* _Opdracht_
Schrijf een vervolg op de forumtekst over bandjes die andermans spullen slopen. Begin direct na de laatste zin.

* _Brontekst_

==*==

Ik zit gelukkig grotendeels in een circuit waar de meeste bandjes wel snappen dat het niet cool is om spullen van anderen slopen. En bij diegene die dat niet snappen dekt de organisatie de schade (zij hebben ze immers geboekt). De eerder genoemden nemen dan bijvoorbeeld hun eigen microfoon voor de zwiepende lead-zanger mee en evt roosters om op de 'monitoren' te kunnen springen. Op TV of vanuit het publiek is natuurlijk niet te zien dat het niet onze, maar hun eigen spullen die ze ongestoord lopen te bashen... dat is eigenlijk vooral wat ik bedoel.





> ...Voor je het weet heb je een hoop gedoe terwijl het om een optreden van een klein half uurtje gaat van 1 enkele vocal op een orkestband. HOW HARD CAN IT BE!?...



Het is maar helemaal wat je onder 'succes' verstaat...
Als dat is 'het optreden zonder problemen tot een goed einde brengen', geef ik je groot gelijk: poepsimpel.
Als dat is 'een goede sound neerzetten'... verwijs ik graag naar eerdere posts  :Wink: .

Maar ik begrijp je wel hoor...

Adios

----------


## kokkie

> dat is eigenlijk vooral wat ik bedoel.



Gelukkig maar, bijvoorbeeld Rammstein heeft zelfs in de rider een bedrag staan wat wordt vergoed bij door vuurwerk beschadigde kappen. 
En ik geloof niet dat Mojo schade gaat vergoeden die door een bandje wordt veroorzaakt. Die zullen dat ook zeker op het bandje verhalen, een contract wordt nou eenmaal getekend door 2 partijen.

==*==

* _Uit de data_

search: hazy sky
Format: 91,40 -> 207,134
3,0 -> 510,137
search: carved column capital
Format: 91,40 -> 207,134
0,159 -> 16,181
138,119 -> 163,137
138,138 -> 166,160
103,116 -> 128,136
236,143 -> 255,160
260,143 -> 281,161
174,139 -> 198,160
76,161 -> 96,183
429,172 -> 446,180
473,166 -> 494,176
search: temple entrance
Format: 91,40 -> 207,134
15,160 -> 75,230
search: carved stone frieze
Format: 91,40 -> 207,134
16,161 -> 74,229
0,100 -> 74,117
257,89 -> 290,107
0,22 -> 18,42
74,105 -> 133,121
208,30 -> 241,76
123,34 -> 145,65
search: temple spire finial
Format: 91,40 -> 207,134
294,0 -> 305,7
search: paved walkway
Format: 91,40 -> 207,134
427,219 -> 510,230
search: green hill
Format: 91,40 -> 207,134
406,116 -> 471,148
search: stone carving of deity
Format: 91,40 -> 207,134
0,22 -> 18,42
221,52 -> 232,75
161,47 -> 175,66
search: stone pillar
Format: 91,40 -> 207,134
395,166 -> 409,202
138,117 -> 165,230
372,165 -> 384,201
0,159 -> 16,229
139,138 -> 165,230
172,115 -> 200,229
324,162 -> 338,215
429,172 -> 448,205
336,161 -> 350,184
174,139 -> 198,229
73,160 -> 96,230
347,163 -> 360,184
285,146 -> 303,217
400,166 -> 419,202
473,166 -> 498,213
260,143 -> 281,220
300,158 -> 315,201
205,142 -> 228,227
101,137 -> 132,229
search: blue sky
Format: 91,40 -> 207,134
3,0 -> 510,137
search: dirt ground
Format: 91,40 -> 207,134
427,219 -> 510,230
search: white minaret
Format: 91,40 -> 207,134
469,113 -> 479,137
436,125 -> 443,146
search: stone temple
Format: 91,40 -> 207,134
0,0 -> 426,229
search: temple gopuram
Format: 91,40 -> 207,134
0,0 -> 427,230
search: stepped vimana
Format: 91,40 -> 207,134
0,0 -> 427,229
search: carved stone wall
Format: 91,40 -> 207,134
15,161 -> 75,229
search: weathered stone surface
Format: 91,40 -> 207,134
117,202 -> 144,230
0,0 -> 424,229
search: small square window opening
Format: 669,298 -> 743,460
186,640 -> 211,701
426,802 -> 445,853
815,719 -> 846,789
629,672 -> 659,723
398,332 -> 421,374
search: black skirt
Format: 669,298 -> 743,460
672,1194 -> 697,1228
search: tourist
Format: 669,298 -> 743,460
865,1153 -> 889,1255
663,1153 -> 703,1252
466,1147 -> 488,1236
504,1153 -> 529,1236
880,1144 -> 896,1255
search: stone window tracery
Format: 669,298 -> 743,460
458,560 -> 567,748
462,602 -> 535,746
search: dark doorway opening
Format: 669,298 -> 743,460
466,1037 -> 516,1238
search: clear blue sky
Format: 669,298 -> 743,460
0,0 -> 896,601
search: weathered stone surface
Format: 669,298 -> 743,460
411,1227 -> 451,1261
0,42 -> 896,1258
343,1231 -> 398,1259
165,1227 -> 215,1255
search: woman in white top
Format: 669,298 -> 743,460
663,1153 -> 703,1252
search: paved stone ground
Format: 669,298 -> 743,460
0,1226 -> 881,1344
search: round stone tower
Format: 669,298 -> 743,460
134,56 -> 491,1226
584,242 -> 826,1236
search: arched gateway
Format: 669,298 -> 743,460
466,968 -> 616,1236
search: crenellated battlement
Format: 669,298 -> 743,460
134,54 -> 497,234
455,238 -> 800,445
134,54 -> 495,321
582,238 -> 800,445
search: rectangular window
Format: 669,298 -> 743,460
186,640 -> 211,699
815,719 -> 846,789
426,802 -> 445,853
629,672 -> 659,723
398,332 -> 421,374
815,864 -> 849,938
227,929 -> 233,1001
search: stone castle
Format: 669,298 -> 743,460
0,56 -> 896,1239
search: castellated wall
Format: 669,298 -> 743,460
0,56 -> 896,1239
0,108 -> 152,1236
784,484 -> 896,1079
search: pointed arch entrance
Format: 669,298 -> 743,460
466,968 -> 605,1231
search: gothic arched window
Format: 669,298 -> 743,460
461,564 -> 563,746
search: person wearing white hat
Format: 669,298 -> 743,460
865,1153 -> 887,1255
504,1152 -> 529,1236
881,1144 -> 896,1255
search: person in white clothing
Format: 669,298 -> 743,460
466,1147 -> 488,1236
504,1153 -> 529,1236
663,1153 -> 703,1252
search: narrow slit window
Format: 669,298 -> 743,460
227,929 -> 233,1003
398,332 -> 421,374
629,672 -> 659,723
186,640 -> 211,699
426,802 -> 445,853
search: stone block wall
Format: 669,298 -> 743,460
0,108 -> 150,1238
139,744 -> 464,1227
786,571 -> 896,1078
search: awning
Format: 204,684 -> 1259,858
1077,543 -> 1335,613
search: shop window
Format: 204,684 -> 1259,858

==*==

* _Jouw antwoord_
----------


## Mark-LED

Moet zeggen, heb vorig jaar wel gigantisch gelachen op een festival in Enschede.

Was een Duitse rockband waarvan bekend was dat de lead zanger na afloop van het concert altijd zijn mic statief kapot brak over zijn knie.

We hebben dat ding dus vervangen door een massief statief, was ook wat dikker dan een normaal K&M statief. Toen kwam het eind v/d show..

Zelden zoveel lol gehad  :Big Grin:

----------


## shure-fan

ik geloof dat het hier gaat om irritante TAPE artiesten  en niet bands

----------


## Boriss

Tja na het hier boven allemaal gelezen te hebben hier even mijn reactie.
We hebben in nederland 2 soorten tape acts de ervaren (lees profs)en de minderervaren (lees hobbyisten) nu is mijn ervaring ( ongeveer 20 jaar) dat de eerste groep bijna nooit geen probleemen heeft en de tweede groep met regelmaat een probleem heeft, waar zou dit nu aan liggen?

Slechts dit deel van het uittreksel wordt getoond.